[What the task requires] Output every line of the entries from the line containing "Field log: drop a marker on each instance of the vaulted" through the last, exactly, with no other content.

[Records for the exercise]

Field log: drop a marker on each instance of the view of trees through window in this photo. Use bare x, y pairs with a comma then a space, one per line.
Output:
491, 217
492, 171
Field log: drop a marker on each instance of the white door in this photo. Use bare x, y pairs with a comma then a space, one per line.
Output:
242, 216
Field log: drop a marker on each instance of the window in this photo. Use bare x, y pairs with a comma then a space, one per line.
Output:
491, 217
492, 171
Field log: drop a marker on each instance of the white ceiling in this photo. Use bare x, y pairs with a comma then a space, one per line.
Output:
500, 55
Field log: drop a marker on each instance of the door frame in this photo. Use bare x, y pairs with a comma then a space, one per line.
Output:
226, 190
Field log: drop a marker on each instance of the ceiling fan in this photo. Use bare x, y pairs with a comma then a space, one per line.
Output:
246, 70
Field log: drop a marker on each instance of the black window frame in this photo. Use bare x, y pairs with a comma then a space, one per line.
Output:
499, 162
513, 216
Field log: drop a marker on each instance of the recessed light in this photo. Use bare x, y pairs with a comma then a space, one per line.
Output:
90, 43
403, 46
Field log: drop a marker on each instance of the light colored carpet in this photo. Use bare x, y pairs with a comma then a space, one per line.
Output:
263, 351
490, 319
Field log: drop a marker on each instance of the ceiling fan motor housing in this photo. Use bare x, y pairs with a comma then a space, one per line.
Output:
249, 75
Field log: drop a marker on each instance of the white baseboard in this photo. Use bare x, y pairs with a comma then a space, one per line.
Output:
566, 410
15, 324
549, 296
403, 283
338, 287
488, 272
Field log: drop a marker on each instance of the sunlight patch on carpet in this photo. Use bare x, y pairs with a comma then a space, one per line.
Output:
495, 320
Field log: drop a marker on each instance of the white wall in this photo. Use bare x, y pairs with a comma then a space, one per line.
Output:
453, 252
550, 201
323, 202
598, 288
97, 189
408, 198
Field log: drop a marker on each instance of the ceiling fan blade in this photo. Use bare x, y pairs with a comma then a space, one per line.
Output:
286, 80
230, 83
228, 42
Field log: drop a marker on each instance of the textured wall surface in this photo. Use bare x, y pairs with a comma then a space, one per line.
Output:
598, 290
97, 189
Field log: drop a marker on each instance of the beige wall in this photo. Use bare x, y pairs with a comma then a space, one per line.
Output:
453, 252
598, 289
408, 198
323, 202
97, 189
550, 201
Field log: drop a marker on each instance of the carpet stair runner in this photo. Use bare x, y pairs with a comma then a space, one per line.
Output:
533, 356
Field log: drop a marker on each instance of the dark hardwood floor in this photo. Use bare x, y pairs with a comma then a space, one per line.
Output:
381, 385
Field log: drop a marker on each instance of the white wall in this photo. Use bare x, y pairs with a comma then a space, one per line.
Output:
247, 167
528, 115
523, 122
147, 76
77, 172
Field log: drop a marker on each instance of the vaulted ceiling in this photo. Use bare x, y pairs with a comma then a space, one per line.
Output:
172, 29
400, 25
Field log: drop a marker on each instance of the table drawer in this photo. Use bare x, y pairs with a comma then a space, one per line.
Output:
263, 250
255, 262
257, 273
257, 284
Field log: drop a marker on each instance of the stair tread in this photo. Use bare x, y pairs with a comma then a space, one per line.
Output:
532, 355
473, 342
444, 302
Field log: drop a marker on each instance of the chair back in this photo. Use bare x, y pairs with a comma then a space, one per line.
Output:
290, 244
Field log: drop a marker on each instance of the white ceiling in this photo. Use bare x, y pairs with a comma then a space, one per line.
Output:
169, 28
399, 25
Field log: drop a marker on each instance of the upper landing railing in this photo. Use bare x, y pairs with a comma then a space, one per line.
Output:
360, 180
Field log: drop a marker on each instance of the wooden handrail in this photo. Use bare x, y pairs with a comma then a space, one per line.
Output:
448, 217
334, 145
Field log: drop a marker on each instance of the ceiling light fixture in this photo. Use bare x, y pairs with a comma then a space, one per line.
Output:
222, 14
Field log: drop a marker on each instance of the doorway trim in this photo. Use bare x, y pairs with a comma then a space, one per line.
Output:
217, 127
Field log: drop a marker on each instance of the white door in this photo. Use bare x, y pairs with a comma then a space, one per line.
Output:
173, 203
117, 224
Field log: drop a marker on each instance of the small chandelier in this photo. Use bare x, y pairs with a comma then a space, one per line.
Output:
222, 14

[Written response]
Field log: drop a marker on each instance of the vaulted ceiling in this photo. Use bare x, y pairs with a comma then a space, one per line.
Output:
172, 29
400, 25
Field log: drop a marker on each instance of the table drawer in this photo. Use bare x, y pairs with a comma then a space, one per line.
Output:
263, 250
255, 262
257, 273
257, 284
Field log: drop a marker on each instance of the stair tread in this photo. Use bare x, y pairs with a comma then a space, one per line.
Output:
532, 355
473, 342
444, 302
Field log: drop a marker on each instance of the chair back in this photo. Use bare x, y pairs with a comma then a space, one per line.
Output:
290, 244
Field log: drop a marker on each instance of the white ceiling in this photo. Use bare x, y pairs with a comma then a space, one per line.
Output:
169, 28
399, 25
Field log: drop a marker on each instance of the upper landing railing in this photo. Use bare x, y pairs with a comma then a space, one per line.
Output:
360, 180
Field log: drop a marker on each instance of the wooden handrail in this photo. Use bare x, y pairs with a comma then a space, one per line.
Output:
448, 217
334, 145
Field log: drop a marker on each instance of the ceiling light fixture in this photo. Use bare x, y pairs with a comma then a space, one per line.
Output:
222, 14
Field log: drop a marker on each instance of the doorway trim in this photo. Use bare x, y pairs with a comma then a space, one per line.
Output:
217, 127
Field log: drop a marker on each instance of the white door in this photo. Use bare x, y pairs with a comma then a space, one per line.
Output:
173, 203
117, 224
Field log: drop a marker on each instance of the small chandelier in this photo. Use bare x, y pairs with a comma then a space, one per line.
Output:
222, 14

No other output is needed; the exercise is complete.